**TASK ITEM:** Reproduce every entry word for word.

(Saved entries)
---

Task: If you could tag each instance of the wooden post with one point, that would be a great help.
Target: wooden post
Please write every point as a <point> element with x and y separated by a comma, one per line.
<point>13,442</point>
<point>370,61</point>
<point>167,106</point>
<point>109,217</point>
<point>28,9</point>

---

**SOLUTION TO THIS EXERCISE:**
Task: If you could tag each instance of the wooden post with one point, that would be a great help.
Target: wooden post
Please write every point as a <point> element with x and y separated by a comma, one per line.
<point>13,442</point>
<point>370,61</point>
<point>167,106</point>
<point>109,217</point>
<point>28,9</point>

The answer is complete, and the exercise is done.